_Work to be completed_
Instruction for the data below: set down exactly the lines from the line with "Target: stone cornice" to the line with "of the gold", inclusive, and no others.

_Source data_

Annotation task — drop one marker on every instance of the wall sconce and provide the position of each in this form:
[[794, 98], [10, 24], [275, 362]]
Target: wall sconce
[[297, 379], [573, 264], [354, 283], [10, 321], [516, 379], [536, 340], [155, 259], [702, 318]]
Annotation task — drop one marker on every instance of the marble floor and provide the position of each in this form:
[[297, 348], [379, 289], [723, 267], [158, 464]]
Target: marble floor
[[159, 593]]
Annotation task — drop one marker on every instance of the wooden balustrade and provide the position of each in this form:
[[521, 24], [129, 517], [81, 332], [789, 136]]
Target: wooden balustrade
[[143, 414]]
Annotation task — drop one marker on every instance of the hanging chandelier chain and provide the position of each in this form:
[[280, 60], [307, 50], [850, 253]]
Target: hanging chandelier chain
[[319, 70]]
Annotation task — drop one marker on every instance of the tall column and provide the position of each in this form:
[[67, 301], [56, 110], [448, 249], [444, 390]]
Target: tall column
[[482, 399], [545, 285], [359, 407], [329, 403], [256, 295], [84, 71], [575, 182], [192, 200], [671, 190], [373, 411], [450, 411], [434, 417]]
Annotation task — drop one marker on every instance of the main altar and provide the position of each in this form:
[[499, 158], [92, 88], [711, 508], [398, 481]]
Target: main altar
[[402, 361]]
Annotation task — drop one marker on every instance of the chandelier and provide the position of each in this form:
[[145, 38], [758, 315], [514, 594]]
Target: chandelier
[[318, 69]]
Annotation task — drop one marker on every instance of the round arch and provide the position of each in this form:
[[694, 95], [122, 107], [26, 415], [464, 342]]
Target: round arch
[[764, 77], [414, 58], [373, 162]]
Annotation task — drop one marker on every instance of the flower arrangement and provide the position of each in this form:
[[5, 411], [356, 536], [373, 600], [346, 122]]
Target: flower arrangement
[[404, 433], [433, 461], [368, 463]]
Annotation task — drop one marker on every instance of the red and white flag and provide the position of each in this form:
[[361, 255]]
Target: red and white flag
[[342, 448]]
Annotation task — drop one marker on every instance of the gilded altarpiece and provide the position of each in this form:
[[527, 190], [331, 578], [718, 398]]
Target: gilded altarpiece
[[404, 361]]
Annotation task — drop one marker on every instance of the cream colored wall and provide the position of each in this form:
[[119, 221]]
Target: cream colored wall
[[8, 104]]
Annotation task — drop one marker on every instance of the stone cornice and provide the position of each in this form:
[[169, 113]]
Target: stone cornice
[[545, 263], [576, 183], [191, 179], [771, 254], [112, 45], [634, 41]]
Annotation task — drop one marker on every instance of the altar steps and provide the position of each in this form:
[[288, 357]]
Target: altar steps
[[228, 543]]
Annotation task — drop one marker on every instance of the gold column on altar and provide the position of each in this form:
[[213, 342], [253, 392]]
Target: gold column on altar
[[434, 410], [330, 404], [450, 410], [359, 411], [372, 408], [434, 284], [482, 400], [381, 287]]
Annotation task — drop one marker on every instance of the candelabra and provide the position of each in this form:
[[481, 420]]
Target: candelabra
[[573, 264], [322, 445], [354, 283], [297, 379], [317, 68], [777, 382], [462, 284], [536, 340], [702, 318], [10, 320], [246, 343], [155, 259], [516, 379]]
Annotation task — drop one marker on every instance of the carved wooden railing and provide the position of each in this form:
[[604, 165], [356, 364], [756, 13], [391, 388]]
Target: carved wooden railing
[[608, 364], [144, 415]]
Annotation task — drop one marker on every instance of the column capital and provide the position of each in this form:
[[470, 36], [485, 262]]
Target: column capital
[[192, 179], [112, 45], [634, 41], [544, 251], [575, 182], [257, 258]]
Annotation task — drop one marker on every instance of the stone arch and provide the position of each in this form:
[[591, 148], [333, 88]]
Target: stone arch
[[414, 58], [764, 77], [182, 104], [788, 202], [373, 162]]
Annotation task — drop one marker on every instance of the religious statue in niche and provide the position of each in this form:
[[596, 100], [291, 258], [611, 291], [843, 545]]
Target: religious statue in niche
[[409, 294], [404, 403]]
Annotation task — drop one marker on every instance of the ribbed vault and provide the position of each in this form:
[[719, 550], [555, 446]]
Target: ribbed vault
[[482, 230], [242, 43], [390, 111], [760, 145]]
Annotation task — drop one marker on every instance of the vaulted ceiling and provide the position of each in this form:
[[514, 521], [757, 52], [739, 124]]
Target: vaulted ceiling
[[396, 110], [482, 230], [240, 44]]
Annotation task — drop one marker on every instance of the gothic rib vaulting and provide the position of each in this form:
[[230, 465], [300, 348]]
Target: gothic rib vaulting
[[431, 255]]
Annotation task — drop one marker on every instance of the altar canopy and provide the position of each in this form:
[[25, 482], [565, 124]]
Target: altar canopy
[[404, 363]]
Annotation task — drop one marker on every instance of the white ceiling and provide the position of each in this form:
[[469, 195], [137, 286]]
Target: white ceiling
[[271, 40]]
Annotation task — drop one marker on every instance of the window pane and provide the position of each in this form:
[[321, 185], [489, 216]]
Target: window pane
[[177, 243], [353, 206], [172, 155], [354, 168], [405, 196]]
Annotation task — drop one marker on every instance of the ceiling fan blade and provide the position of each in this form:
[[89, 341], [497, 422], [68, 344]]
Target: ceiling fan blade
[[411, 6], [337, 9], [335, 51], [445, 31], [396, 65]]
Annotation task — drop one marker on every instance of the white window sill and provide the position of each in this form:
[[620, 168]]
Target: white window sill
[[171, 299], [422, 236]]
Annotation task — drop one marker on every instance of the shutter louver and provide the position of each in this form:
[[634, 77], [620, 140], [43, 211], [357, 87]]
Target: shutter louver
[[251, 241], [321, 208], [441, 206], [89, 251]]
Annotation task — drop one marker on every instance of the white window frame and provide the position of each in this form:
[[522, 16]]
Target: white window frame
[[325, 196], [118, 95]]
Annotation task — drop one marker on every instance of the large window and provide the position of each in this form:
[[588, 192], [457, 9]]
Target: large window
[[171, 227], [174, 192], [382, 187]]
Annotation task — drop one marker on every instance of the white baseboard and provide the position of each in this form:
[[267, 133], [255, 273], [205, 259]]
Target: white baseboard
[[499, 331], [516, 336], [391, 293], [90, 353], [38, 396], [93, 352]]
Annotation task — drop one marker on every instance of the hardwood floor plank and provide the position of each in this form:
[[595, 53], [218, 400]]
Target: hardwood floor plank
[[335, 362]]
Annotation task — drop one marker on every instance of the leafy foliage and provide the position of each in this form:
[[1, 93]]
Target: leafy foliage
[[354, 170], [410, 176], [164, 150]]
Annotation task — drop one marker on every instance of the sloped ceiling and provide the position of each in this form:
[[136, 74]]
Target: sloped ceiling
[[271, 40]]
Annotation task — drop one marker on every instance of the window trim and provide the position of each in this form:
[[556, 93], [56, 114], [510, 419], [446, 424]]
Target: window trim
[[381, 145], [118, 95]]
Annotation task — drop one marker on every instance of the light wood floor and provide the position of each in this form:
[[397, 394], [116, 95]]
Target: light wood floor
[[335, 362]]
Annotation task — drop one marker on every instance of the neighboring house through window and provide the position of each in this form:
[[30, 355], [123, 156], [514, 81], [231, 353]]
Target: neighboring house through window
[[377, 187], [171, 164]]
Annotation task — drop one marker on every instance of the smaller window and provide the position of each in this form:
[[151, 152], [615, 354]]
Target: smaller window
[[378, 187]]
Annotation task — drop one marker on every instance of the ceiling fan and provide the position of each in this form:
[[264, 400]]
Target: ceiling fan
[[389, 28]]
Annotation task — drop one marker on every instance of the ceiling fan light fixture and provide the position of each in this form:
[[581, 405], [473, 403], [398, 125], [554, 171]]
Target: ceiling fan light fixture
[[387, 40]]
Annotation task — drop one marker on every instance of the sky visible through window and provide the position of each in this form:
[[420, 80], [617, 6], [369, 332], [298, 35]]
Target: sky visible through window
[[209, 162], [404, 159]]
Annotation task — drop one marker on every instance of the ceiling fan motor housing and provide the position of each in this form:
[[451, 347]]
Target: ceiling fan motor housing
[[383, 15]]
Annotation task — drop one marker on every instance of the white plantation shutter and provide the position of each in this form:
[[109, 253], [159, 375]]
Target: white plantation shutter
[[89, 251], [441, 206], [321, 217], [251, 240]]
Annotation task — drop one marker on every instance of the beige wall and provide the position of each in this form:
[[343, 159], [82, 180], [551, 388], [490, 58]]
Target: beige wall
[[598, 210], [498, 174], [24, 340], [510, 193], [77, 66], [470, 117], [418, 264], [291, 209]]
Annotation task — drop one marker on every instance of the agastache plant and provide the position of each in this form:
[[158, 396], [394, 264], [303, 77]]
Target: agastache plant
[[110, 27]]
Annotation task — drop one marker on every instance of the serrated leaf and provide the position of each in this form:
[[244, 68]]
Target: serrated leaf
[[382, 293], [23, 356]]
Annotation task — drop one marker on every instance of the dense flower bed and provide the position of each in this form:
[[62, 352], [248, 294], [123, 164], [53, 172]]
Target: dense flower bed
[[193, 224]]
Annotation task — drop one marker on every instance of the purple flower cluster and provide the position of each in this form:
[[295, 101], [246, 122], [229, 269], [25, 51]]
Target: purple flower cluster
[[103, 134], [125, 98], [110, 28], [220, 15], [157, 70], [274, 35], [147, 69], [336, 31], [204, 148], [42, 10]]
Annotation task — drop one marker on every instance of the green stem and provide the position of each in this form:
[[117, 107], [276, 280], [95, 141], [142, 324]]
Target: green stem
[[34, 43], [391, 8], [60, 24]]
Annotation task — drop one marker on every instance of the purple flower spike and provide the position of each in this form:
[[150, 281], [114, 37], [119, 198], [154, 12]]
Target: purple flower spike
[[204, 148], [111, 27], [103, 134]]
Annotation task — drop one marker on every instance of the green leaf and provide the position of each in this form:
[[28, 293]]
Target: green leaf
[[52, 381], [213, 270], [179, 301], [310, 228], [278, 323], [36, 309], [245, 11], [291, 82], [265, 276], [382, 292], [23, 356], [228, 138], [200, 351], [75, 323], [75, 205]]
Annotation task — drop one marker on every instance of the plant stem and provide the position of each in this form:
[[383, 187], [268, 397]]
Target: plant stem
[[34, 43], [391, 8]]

_Exercise answer_
Target: stone cornice
[[545, 263], [576, 183], [191, 179], [771, 254], [112, 45], [634, 41]]
Annotation task — drop one marker on every instance of the altar steps and provide the position of each in this form:
[[288, 357]]
Target: altar steps
[[228, 543]]
Annotation task — drop one marker on every instance of the gold column on altar and provide the position of each in this form:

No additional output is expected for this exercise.